■ **Problem to work on**:
Each line from the one that contains "Place one keypoint per instance of the dog's ear" to the end of the material must be set down exactly, and no line before it.

Begin Exercise input

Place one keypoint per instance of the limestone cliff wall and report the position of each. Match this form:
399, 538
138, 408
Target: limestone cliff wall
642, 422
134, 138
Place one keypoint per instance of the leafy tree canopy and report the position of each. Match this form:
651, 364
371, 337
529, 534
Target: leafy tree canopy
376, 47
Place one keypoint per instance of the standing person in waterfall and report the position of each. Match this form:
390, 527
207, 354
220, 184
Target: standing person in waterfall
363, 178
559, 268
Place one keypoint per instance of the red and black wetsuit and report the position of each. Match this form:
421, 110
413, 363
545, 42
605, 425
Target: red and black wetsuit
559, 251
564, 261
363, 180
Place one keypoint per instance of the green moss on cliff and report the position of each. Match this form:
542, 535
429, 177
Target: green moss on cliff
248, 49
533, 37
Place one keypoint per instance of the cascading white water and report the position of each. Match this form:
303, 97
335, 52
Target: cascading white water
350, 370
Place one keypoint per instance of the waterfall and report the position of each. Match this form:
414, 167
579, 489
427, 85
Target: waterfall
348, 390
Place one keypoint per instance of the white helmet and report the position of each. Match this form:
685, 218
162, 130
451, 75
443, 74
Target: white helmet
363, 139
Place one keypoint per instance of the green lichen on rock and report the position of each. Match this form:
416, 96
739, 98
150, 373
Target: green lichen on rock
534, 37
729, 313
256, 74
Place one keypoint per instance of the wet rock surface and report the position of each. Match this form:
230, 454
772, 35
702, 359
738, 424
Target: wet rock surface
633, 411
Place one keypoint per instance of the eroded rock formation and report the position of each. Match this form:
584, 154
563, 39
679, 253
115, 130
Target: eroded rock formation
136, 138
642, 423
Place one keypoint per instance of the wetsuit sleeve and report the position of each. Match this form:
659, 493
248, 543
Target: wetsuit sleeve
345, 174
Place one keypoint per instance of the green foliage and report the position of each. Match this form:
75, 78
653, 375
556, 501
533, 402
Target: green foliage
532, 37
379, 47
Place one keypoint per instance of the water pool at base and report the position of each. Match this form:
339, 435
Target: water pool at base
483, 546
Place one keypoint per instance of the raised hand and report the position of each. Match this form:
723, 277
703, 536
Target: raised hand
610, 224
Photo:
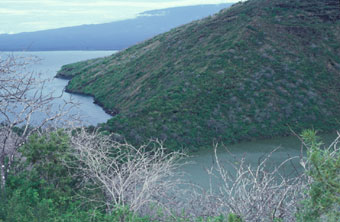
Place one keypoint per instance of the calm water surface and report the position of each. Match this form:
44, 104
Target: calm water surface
254, 151
49, 63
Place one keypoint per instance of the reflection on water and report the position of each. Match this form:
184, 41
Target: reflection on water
253, 152
48, 64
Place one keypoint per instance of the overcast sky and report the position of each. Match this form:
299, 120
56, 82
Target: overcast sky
32, 15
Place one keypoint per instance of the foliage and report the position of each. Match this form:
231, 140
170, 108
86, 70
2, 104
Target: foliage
324, 169
226, 78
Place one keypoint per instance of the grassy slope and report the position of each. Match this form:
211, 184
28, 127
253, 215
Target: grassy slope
247, 72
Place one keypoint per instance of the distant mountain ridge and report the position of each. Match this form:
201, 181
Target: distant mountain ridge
258, 69
110, 36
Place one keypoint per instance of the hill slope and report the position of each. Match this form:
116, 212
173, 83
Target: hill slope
251, 71
110, 36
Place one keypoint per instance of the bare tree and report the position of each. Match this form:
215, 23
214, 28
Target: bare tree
21, 97
137, 177
255, 193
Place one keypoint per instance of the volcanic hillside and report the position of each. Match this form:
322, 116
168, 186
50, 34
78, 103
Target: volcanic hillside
255, 70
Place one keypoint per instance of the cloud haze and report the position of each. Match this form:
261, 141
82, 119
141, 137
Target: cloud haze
32, 15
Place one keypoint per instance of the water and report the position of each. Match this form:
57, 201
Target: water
49, 63
93, 114
253, 152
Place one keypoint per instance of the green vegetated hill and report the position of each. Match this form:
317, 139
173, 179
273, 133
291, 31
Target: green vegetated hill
254, 70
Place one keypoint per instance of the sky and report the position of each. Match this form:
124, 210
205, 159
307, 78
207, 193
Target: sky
32, 15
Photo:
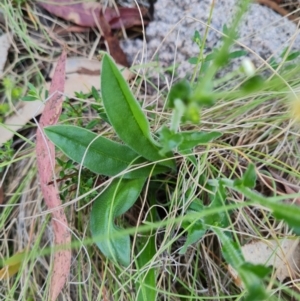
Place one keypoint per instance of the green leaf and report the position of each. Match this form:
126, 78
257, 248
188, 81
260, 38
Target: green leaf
146, 250
288, 213
114, 201
102, 156
125, 113
180, 90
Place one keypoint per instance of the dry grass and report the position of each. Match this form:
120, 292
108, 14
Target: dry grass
257, 129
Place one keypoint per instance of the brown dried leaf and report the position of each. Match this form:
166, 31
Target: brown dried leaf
45, 160
112, 42
87, 14
1, 195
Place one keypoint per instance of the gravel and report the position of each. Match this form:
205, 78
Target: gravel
169, 36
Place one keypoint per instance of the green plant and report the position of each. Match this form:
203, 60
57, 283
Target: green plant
144, 157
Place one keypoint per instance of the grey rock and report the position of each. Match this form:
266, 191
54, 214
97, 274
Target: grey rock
169, 36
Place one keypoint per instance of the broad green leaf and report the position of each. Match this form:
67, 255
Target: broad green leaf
125, 113
114, 201
102, 156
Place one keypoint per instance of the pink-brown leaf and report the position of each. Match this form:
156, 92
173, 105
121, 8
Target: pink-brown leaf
45, 151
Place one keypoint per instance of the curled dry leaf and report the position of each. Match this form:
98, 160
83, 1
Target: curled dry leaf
45, 151
12, 265
283, 255
87, 14
4, 46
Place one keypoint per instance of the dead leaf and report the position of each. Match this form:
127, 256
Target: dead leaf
282, 186
45, 151
4, 46
1, 195
87, 14
114, 47
12, 265
283, 255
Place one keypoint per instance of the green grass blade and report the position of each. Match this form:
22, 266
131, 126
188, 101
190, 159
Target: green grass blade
114, 201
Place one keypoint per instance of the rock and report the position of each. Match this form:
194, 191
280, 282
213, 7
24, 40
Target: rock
169, 36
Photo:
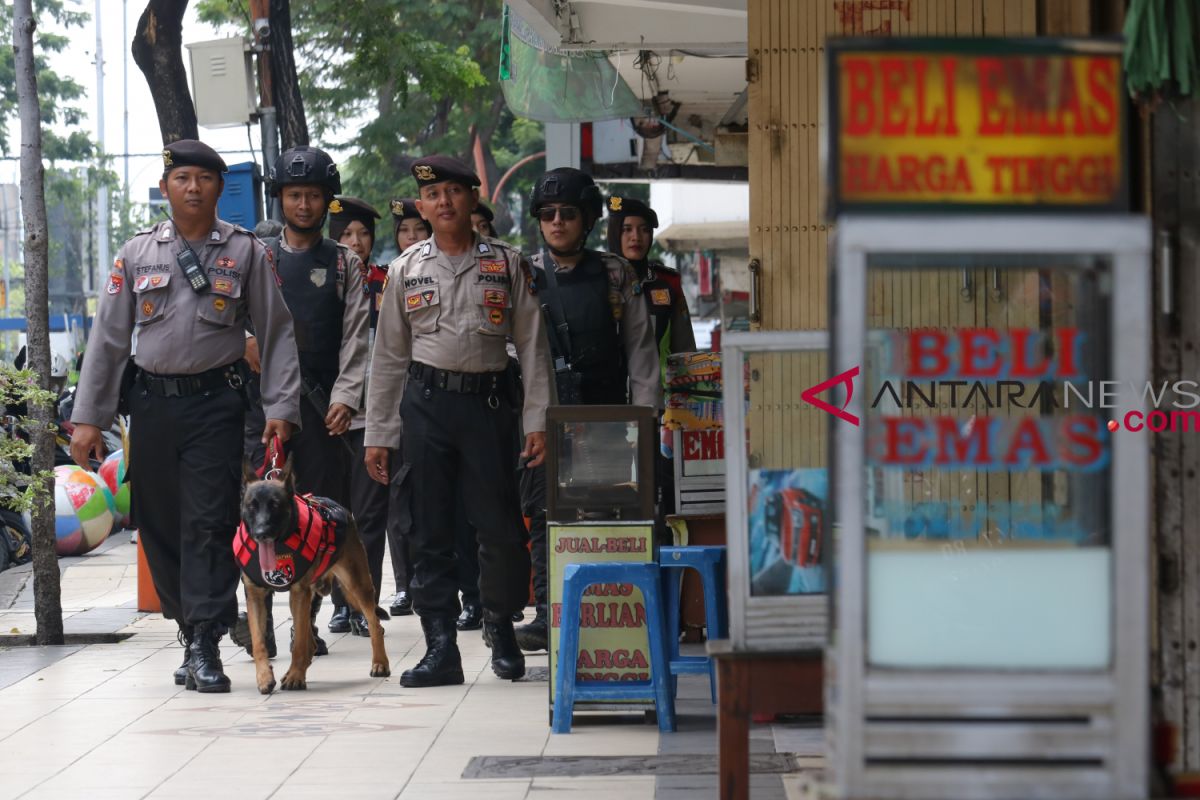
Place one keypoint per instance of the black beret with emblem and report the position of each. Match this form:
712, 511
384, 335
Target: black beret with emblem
345, 210
191, 152
437, 169
405, 208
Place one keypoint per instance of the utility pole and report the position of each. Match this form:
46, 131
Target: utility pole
259, 12
100, 269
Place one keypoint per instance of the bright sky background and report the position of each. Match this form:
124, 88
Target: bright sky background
78, 60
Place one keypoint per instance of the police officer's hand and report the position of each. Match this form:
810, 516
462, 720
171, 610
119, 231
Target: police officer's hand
281, 428
535, 449
339, 417
84, 441
376, 459
251, 354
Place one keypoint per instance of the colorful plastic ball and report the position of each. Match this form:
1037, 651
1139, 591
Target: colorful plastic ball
113, 471
83, 511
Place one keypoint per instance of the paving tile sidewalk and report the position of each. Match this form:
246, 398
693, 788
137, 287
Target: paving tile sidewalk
106, 721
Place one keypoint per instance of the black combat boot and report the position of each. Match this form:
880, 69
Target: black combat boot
185, 638
508, 661
442, 665
533, 635
205, 673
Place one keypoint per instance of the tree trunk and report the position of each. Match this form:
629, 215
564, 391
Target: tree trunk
47, 593
157, 50
288, 103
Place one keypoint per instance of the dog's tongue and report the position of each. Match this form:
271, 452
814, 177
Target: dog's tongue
267, 560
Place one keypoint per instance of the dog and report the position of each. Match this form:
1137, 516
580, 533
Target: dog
299, 545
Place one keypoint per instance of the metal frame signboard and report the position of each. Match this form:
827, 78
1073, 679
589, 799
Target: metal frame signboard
990, 635
959, 125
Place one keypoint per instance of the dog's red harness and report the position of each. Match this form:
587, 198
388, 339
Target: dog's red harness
316, 543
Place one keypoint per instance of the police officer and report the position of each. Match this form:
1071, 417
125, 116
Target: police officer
324, 288
408, 228
631, 224
352, 222
600, 336
179, 294
441, 359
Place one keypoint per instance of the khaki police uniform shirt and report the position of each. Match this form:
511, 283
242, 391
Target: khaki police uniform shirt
353, 355
180, 332
456, 319
636, 328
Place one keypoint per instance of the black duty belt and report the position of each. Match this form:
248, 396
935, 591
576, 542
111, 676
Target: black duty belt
465, 383
186, 385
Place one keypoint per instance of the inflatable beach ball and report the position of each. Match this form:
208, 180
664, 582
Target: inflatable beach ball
113, 471
83, 510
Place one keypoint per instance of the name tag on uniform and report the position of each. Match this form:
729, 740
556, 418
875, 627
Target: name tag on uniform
418, 299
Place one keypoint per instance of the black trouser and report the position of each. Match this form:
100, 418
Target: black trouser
185, 477
400, 525
467, 543
369, 503
533, 503
454, 439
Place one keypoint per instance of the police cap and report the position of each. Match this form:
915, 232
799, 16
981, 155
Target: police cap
191, 152
345, 210
628, 206
437, 169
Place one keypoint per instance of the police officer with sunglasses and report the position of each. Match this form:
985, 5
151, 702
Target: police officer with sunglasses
600, 336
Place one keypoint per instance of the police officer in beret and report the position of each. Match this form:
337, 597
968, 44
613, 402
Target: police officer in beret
353, 223
408, 228
483, 220
631, 224
600, 336
441, 359
179, 294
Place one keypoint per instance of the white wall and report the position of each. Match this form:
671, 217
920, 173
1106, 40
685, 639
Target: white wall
700, 202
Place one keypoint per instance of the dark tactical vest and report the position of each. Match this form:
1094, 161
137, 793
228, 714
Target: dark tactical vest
311, 284
316, 543
597, 352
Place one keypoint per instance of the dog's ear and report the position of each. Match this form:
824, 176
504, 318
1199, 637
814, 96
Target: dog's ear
289, 482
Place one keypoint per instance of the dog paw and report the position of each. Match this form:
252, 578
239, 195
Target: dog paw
294, 683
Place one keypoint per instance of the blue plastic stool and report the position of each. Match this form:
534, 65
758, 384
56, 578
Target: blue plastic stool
709, 563
576, 578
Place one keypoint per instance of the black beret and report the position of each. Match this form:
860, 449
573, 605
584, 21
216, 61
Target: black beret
437, 169
345, 210
191, 152
628, 206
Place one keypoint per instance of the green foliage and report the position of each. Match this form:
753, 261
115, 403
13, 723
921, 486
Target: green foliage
58, 94
18, 491
395, 79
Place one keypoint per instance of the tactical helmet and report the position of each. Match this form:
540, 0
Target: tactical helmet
570, 186
305, 166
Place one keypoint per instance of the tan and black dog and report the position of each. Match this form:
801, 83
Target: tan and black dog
294, 543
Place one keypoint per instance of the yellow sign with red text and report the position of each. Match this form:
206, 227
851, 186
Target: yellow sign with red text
977, 126
613, 644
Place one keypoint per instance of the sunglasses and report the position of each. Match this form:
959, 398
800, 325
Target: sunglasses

End Exercise input

■ **The response**:
Place one keypoint per instance of the dog's ear and report the position of each. Match this form:
824, 176
504, 318
1199, 637
814, 96
Target: dog's ear
289, 482
Place one keypoint per instance of the dog paw and report the position of each. Match this form:
252, 578
239, 195
Target: dog paw
294, 683
Place one keypoint per instance of the blue plastic stool and report the position of each. Match this form:
534, 65
758, 384
56, 578
Target: blue plastic stool
709, 563
576, 578
Place one keypoint per instance of the black beret and report the position of each. Match this form:
860, 449
573, 605
584, 21
216, 61
Target: black beret
437, 169
345, 210
191, 152
628, 206
Place one keypoint per instance of the green foliage and report the position of each. Match this form:
753, 261
115, 403
13, 723
921, 486
Target: green foliage
58, 94
18, 491
395, 79
Place one keypoint per instance of the tactical helmet and report the position of each. Match this form:
540, 0
Target: tactical helmet
570, 186
305, 166
Place one keypoint per instance of the tan and black dog and report the position of each. Match this form:
801, 83
Target: tan and black dog
294, 543
Place one keypoint per instance of the yellow sign with red text and report the position of each. Match this form:
206, 227
851, 186
Target: yellow sign with red text
977, 126
613, 644
Place one keypoint per instance of the sunglasses and report the position of each. Match this form:
959, 398
800, 325
Target: sunglasses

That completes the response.